--- Begin Reading passage ---

Rose, Immelman hit the front at Sun City

BY | Southern Africa Tour | 2007 Nedbank Golf Challenge | Round Two | 01 Dec 2007

Trevor Immelman and Justin Rose, a pair of 27-year-olds who have been rivals since they were teenagers, hit the front at the halfway stage of the Nedbank Golf Challenge at Sun City on Friday.

Thirty-six holes into the tournament the pair were on 133 (11-under-par) and three clear of the next man, Ernie Els, in their quest for the $1,2-million bonanza that awaits the winner of an event that perhaps quite aptly is celebrating its 27th year of existence.

In what may end up being billed as golf’s answer to the Rugby World Cup Final, South Africa’s Immelman has thus far carded rounds of 67 and 66 and England’s Rose scores of 68 and 65 to build a handy advantage going into the final two rounds over the weekend.

On a course rendered distinctly more user-friendly after soaking rains, making the greens softer and more receptive to pin-seeking iron shots, Els added a 67 to his opening 69 to be on 136 (eight under) with Sweden’s Henrik Stenson (who matched Rose’s 65), Adam Scott and Luke Donald – dropping down the leaderboard a shot at a time – making up the chasers as the field heads into the home straight.

Australia’s Geoff Ogilvy at two-under 142 is the only other man under par with the by-now traditional top-half and bottom-half split leaving the like of Rory Sabbatini (level-par 144), Retief Goosen (one over), Stewart Cink (one over), Niclas Fasth (two over) and Charl Schwartzel (four over) with probably too much to do.

Immelman and Rose have been matching shots for a decade – ever since, as 17-year-olds, they won through the qualifying tournament to take part in the South African Open championship at Glendower in 1997 – the year in which Vijay Singh triumphed.

It was obvious then that the pair of youngsters had a big future in their chosen sport and 10 years on they have fulfilled that early promise. They are both multi-millionaires, they have shown that they can take on all-comers and win and they are ready to ascend to that elevated base camp when a good career becomes a great one.

--- End Reading passage ---
--- Begin Entries supplied ---

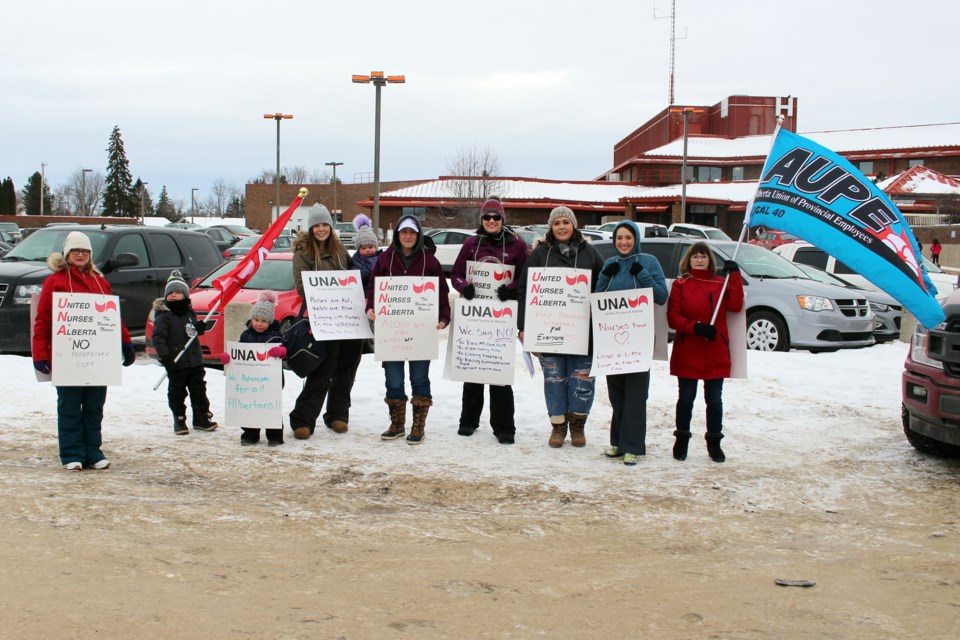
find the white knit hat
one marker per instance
(76, 240)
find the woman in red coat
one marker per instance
(701, 351)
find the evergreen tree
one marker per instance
(119, 198)
(165, 208)
(8, 198)
(31, 196)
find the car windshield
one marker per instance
(760, 262)
(275, 275)
(37, 246)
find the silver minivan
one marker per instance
(785, 308)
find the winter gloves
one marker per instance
(708, 331)
(129, 355)
(278, 351)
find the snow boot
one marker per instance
(398, 418)
(713, 447)
(577, 422)
(680, 446)
(421, 407)
(559, 431)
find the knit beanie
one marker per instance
(318, 214)
(562, 212)
(76, 240)
(365, 235)
(176, 283)
(263, 308)
(492, 205)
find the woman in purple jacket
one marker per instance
(494, 243)
(410, 254)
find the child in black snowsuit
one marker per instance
(262, 328)
(173, 325)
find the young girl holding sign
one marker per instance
(494, 244)
(701, 351)
(79, 409)
(630, 269)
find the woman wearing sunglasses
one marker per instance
(494, 243)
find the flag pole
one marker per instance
(746, 223)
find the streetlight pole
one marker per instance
(378, 80)
(43, 166)
(334, 165)
(278, 117)
(83, 191)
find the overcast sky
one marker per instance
(548, 86)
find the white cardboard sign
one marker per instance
(336, 305)
(482, 346)
(557, 318)
(623, 331)
(86, 340)
(406, 309)
(253, 385)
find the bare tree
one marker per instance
(478, 170)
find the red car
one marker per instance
(275, 274)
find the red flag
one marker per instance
(230, 283)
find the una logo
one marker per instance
(426, 286)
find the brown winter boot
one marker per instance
(398, 417)
(577, 421)
(559, 431)
(421, 407)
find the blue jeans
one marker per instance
(712, 394)
(419, 378)
(79, 415)
(567, 385)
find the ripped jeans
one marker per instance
(567, 385)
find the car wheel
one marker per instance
(926, 444)
(767, 332)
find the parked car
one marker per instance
(886, 310)
(347, 234)
(930, 385)
(280, 245)
(806, 253)
(698, 231)
(785, 309)
(771, 239)
(449, 242)
(135, 260)
(223, 238)
(13, 229)
(275, 274)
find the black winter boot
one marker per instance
(713, 447)
(680, 445)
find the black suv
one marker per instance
(135, 260)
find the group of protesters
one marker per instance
(700, 349)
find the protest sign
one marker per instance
(482, 346)
(253, 385)
(623, 331)
(488, 276)
(406, 309)
(557, 318)
(336, 305)
(86, 340)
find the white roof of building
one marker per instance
(850, 140)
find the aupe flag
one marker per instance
(817, 195)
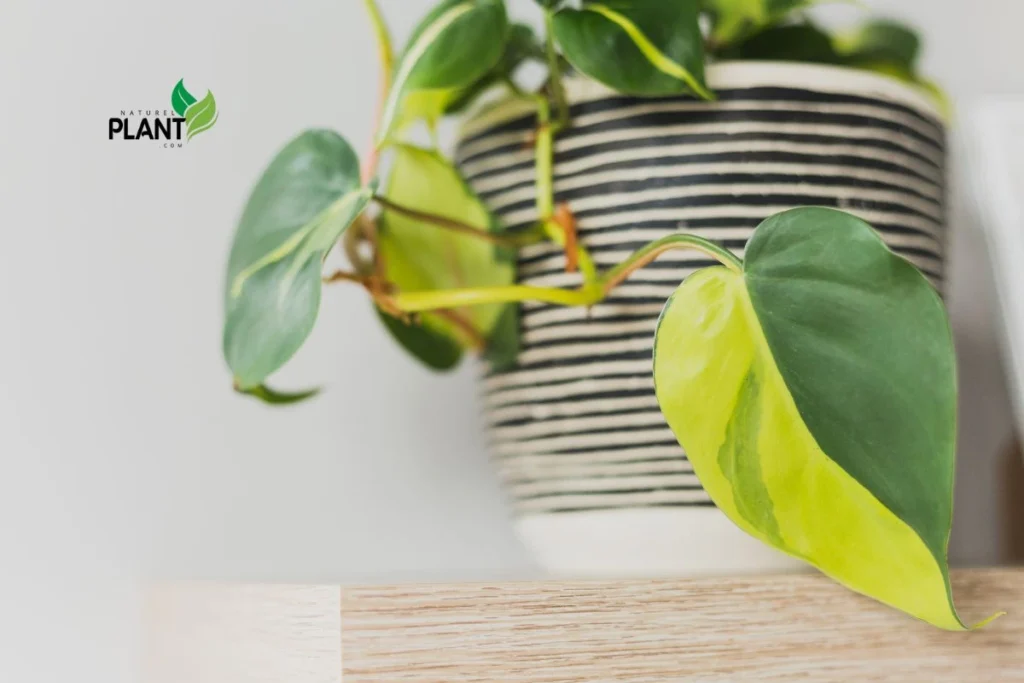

--- End Entries supplied ---

__What you need to do__.
Carry on the Nedbank Golf Challenge report from the point where it stops, after its last sentence.

__Response to this exercise__.
And while the Nedbank Challenge may be a limited-field event the pressures, given the crowds, the difficulty of the golf course and the intense television scrutiny, are not dissimilar to a major and it would be a considerable achievement for either Immelman or Rose to face down the like of Els, Goosen and Ogilvy – the three players in the field who have won a major – or two, or three!

Both have played outstandingly to climb to the top of the leaderboard – matching birdie threes at the 18th on Friday evening neatly capping some excellent shot-making.

Immelman made just two mistakes – a tentative putt at the third and an off-line drive at the 15th – and it cost him two strokes to par but Rose has managed to play 36 holes over Gary Player’s layout without dropping a single shot.

The Englishman has driven the ball beautifully but the truth is he would not have been able to keep a bogey off his card but for an outstanding short game – especially the way he has knocked in those knee-knockers from a metre-and-a-half.

Immelman has “owned” the front nine – building his overall score by playing this stretch in six under 30 and four under 32 – while Rose on Friday had six threes in his card in compiling a backnine of five under 31 – giving an indication of the kind of round that might be possible if the course stays soft and friendly.

Els, breaking in a new set of irons, has not looked entirely settled but it is a measure of his quality as a player and his instinctive knowledge of the course that he has returned rounds of 69 and 67.

Els gave away a single shot – at his bogey hole the 17th – and birdied only one of the four par fives which shows what he is capable of given that Immelman and Rose each birdied three of them and Henrik Stenson birdied all four.

It was a impediment acknowledge by Els afterwards: “I do not want to push too hard, but I need to try and putt for some eagles on these fives and get something going. I need a special couple of holes to happen for me to get myself right into it.”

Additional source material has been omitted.